*** Begin section ***

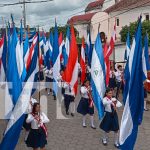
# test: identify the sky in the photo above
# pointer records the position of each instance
(43, 14)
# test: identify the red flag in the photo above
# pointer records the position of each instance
(60, 40)
(112, 42)
(107, 63)
(71, 71)
(82, 62)
(31, 51)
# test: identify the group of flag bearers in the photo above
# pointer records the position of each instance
(98, 81)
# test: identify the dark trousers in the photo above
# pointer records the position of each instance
(118, 88)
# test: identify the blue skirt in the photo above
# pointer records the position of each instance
(84, 107)
(110, 122)
(36, 138)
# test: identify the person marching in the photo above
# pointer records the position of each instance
(38, 133)
(27, 126)
(119, 79)
(49, 79)
(110, 121)
(69, 97)
(86, 105)
(112, 78)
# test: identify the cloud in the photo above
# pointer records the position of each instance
(43, 14)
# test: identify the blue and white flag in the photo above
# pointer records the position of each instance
(66, 49)
(89, 49)
(127, 51)
(146, 58)
(26, 46)
(19, 56)
(134, 96)
(3, 59)
(15, 123)
(56, 59)
(98, 76)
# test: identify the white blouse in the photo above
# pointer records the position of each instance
(84, 92)
(34, 123)
(68, 90)
(31, 103)
(108, 102)
(49, 73)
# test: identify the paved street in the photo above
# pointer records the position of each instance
(69, 134)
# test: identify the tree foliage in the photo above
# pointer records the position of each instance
(132, 29)
(63, 29)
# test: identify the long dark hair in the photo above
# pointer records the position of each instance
(108, 89)
(34, 108)
(85, 82)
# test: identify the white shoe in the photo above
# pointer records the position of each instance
(104, 141)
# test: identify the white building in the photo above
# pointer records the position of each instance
(106, 14)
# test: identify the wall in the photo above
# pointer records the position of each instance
(82, 29)
(127, 18)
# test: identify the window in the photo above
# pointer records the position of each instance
(147, 17)
(117, 22)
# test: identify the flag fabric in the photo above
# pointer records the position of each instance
(20, 54)
(134, 103)
(127, 50)
(29, 54)
(25, 46)
(145, 58)
(66, 48)
(56, 60)
(82, 62)
(107, 64)
(15, 123)
(112, 42)
(3, 54)
(98, 76)
(89, 48)
(71, 71)
(67, 43)
(13, 68)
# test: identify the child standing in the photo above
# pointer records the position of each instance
(38, 133)
(110, 120)
(86, 105)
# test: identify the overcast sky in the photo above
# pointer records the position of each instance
(44, 14)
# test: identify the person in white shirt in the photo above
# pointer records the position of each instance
(119, 79)
(86, 105)
(69, 97)
(38, 133)
(110, 121)
(27, 126)
(49, 79)
(112, 78)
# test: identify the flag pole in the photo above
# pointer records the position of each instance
(39, 94)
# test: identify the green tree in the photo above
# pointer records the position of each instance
(132, 29)
(63, 29)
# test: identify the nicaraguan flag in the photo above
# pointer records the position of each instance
(26, 46)
(15, 123)
(146, 58)
(20, 56)
(66, 49)
(127, 51)
(3, 58)
(134, 97)
(89, 49)
(98, 76)
(56, 59)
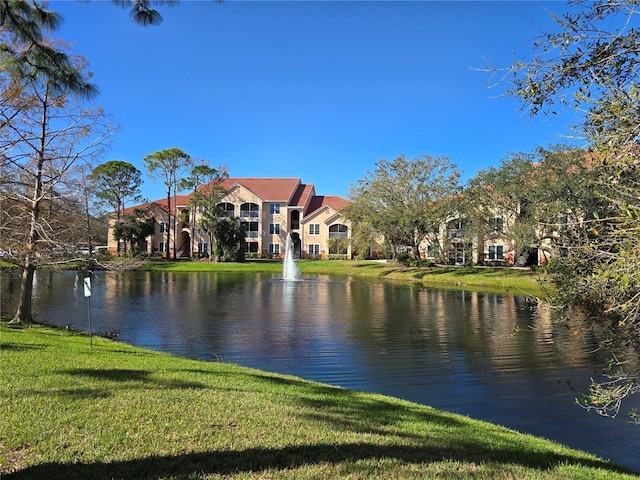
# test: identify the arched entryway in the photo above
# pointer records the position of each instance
(297, 245)
(183, 245)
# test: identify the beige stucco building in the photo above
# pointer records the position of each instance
(268, 209)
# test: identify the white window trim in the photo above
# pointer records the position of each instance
(274, 229)
(274, 248)
(497, 258)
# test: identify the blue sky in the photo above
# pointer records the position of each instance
(316, 90)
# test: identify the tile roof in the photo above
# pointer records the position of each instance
(334, 201)
(268, 189)
(302, 195)
(181, 200)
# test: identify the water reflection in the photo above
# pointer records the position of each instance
(484, 355)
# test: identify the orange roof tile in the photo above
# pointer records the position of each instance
(333, 201)
(268, 189)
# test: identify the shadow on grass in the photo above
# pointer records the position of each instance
(126, 375)
(197, 465)
(13, 347)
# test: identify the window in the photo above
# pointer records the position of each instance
(433, 250)
(203, 248)
(496, 252)
(227, 209)
(250, 247)
(249, 210)
(274, 248)
(496, 224)
(250, 229)
(338, 231)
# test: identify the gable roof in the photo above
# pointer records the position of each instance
(267, 189)
(181, 200)
(335, 202)
(303, 194)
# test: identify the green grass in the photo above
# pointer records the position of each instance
(117, 411)
(511, 280)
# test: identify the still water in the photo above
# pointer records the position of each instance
(483, 355)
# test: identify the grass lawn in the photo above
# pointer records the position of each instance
(116, 411)
(522, 281)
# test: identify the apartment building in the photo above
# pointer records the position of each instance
(268, 209)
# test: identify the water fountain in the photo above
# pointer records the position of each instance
(290, 270)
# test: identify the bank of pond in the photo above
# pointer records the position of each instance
(117, 411)
(478, 353)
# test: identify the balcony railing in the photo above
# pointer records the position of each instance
(456, 233)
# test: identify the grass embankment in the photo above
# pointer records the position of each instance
(522, 281)
(117, 411)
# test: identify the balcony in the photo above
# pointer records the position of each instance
(338, 234)
(456, 233)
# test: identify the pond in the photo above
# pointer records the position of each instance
(487, 356)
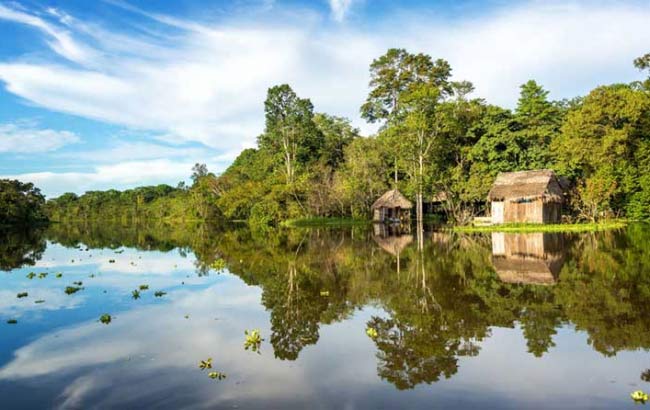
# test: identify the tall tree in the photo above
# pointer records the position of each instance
(290, 129)
(394, 73)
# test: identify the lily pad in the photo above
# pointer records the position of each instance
(72, 289)
(253, 340)
(205, 364)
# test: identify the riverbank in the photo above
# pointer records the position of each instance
(523, 228)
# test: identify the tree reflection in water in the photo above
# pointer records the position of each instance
(441, 292)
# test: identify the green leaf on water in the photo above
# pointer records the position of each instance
(216, 375)
(253, 340)
(72, 289)
(205, 364)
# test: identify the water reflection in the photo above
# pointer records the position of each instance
(435, 303)
(531, 258)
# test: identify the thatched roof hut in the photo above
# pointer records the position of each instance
(392, 199)
(526, 197)
(392, 206)
(525, 186)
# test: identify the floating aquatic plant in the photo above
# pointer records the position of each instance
(72, 289)
(639, 396)
(216, 375)
(253, 340)
(372, 332)
(219, 264)
(205, 364)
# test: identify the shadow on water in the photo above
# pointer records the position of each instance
(440, 300)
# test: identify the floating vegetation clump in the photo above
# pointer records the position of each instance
(639, 396)
(372, 332)
(216, 375)
(253, 340)
(205, 364)
(218, 265)
(72, 289)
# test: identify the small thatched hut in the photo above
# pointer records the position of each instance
(391, 207)
(526, 197)
(531, 258)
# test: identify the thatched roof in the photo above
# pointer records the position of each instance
(392, 199)
(526, 185)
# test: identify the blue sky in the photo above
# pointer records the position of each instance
(118, 93)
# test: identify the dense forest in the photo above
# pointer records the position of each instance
(435, 140)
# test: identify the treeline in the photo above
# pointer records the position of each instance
(434, 141)
(20, 203)
(160, 202)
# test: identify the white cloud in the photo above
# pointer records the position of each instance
(25, 137)
(208, 82)
(340, 8)
(127, 174)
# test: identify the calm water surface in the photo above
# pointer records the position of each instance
(498, 321)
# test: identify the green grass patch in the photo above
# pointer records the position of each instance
(577, 227)
(323, 221)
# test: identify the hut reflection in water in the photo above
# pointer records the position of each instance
(528, 258)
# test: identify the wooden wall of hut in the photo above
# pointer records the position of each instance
(532, 212)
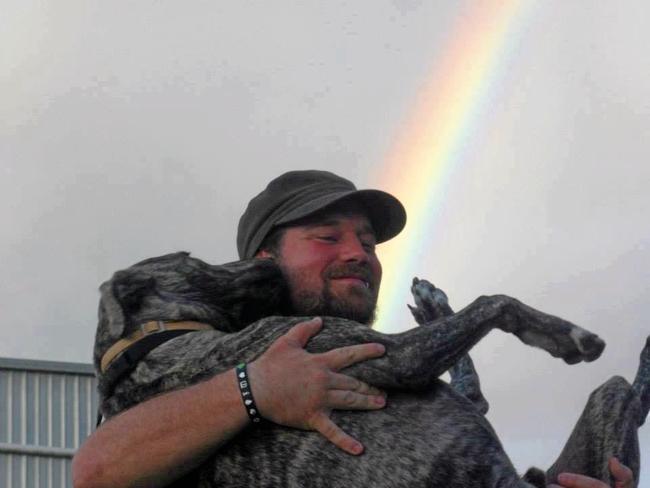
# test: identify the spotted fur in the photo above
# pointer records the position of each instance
(429, 435)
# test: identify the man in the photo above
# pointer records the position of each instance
(322, 232)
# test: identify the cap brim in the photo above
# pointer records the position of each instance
(385, 212)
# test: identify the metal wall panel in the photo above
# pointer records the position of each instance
(47, 409)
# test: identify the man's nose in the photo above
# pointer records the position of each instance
(353, 250)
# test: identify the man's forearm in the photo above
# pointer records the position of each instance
(162, 439)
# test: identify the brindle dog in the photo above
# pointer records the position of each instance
(430, 434)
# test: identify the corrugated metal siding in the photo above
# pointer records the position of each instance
(46, 410)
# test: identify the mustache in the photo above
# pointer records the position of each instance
(353, 269)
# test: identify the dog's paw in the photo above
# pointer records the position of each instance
(431, 303)
(589, 344)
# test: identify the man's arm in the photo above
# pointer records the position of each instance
(622, 474)
(160, 440)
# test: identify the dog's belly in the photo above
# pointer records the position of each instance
(419, 440)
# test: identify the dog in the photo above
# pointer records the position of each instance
(429, 434)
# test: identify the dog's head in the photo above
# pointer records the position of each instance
(178, 287)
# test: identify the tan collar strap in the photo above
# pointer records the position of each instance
(146, 329)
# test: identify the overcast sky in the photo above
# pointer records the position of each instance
(133, 129)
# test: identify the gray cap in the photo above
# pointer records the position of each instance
(297, 194)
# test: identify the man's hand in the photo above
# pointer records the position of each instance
(295, 388)
(622, 474)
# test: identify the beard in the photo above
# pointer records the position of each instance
(359, 304)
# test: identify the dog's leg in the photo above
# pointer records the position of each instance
(608, 427)
(417, 357)
(431, 303)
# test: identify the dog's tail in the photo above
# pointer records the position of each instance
(641, 383)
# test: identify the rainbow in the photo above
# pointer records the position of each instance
(447, 111)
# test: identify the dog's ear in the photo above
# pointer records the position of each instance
(120, 298)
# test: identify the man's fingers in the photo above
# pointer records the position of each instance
(622, 474)
(345, 356)
(573, 480)
(304, 331)
(336, 436)
(351, 400)
(338, 381)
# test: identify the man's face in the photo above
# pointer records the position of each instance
(331, 266)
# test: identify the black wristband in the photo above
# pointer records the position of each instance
(247, 394)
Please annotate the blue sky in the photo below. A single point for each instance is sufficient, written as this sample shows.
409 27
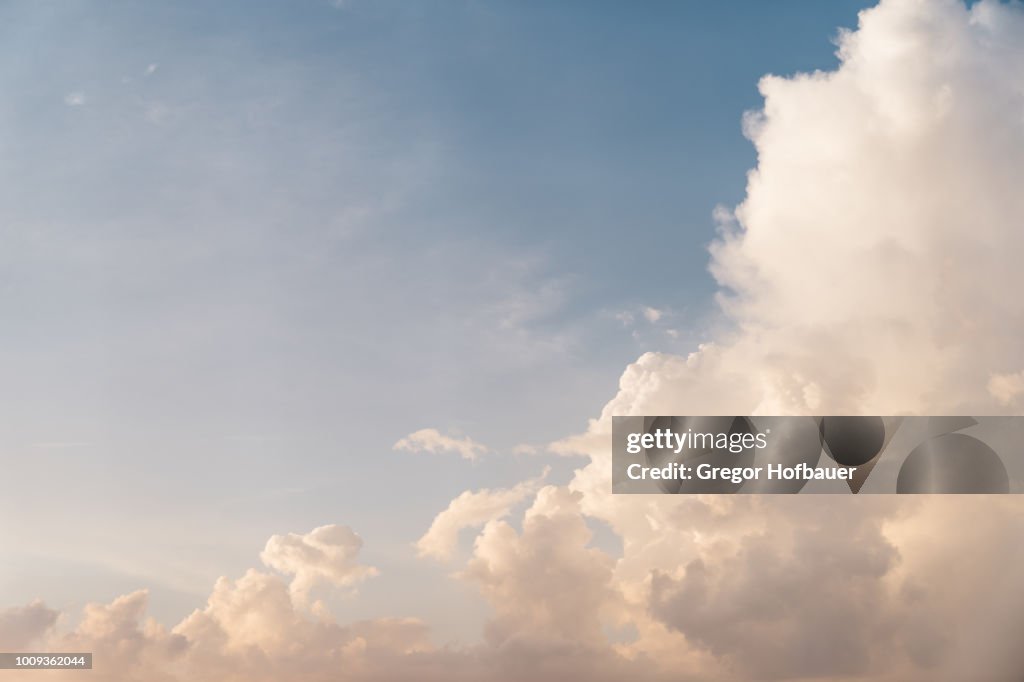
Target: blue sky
248 247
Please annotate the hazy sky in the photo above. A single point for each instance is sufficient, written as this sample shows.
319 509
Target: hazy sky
317 312
248 247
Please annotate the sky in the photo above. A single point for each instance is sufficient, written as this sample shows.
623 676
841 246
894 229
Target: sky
312 289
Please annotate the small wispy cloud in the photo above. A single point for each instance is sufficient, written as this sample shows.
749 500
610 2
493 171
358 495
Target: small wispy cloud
432 440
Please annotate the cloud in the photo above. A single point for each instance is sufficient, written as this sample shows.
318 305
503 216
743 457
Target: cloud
432 440
22 626
472 509
325 555
870 268
1006 387
652 314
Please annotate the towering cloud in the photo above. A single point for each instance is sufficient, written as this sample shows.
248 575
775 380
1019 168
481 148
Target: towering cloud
872 267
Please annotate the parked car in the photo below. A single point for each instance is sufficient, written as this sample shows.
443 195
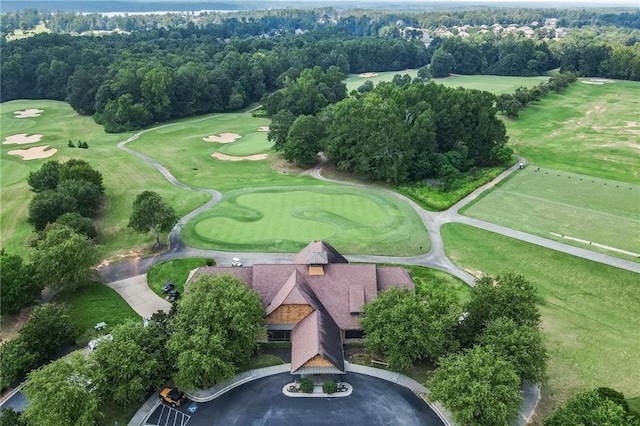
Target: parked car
95 342
168 286
172 396
173 295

*** End section ***

WHAT IS REQUIRED
From the records above, copy out the line with "# test: identify the cap", the line with "# test: identify the man's nose", and every line between them, word for word.

ANSWER BELOW
# test: identify the cap brim in the photo above
# pointer records the position of each instance
(385, 212)
# test: identify the metal wall panel in the photo above
# pointer records the position of each instance
(47, 409)
# test: identify the man's nose in the photo above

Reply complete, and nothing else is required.